__Consigne__. Recopiez mot pour mot le passage du texte sur le choc pétrolier de 1973 qui commence aux mots « Aujourd’hui plus que » et se termine après les mots « maintenant quatre mois. ».

Aujourd’hui plus que jamais, certaines similitudes semblent être perceptibles, d’autant plus que l’on assiste à de nouvelles hausses des prix du pétrole depuis maintenant quatre mois.

La question qui se pose désormais est de savoir si cette situation pourrait se répéter compte tenu des tensions actuelles au sein de cette région du monde.

Qu’en est-il concrètement ?

Pourrions-nous assister à une explosion des prix de l’or noir ?

Et quels pourraient être les impacts dans les semaines et les mois à venir ?

Le choc pétrolier de 2023 ?!

Le 17 octobre 1973, il y a de cela 50 ans, soit un demi-siècle siècle, les armées d'Égypte et de Syrie attaquaient Israël. C’est ainsi qu'a commencé la célèbre guerre du Kippour. 

À l'époque, l'armée israélienne avait réagi vigoureusement à cette attaque. Cette réponse n'a pas été vaine, car la guerre a pris fin en 19 jours avec la victoire d'Israël, soutenue notamment par les principales puissances occidentales, dont les États-Unis. 

En conséquence de cet appui explicite des États-Unis et de l'Europe en faveur d'Israël dans ce conflit, le 17 octobre 1973, soit seulement dix jours après le début de la guerre de Yom Kippour, l’OPEP, c’est-à-dire le cartel international des pays producteurs de pétrole, a décidé d'imposer un embargo sur l'exportation de pétrole de la part des pays producteurs vers les États-Unis et l'Europe. Cet embargo a ainsi entraîné une interdiction d'exporter du pétrole vers les États-Unis et l'Europe.

À cette époque, les deux blocs étaient essentiellement les seuls consommateurs mondiaux de pétrole. La Chine ne faisait pas encore partie de l'équation. L'embargo a ainsi entraîné une multiplication par quatre du prix du pétrole en l’espace de quelques semaines. Le baril de pétrole de l'OPEP, qui ne dépassait pas les 3 dollars en 1973, a atteint plus de 11 dollars quelques semaines plus tard. Cela a porté un coup dur aux économies occidentales qui avaient basé leur croissance sur la disponibilité d'une ressource énergétique abondante et peu coûteuse, le fameux or noir. 

Cependant, cette abondance et cette accessibilité touchaient à leur fin.

__Données fournies__.
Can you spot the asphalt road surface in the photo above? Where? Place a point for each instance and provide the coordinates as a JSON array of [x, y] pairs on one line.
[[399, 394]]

__Réponse attendue__.
Aujourd’hui plus que jamais, certaines similitudes semblent être perceptibles, d’autant plus que l’on assiste à de nouvelles hausses des prix du pétrole depuis maintenant quatre mois.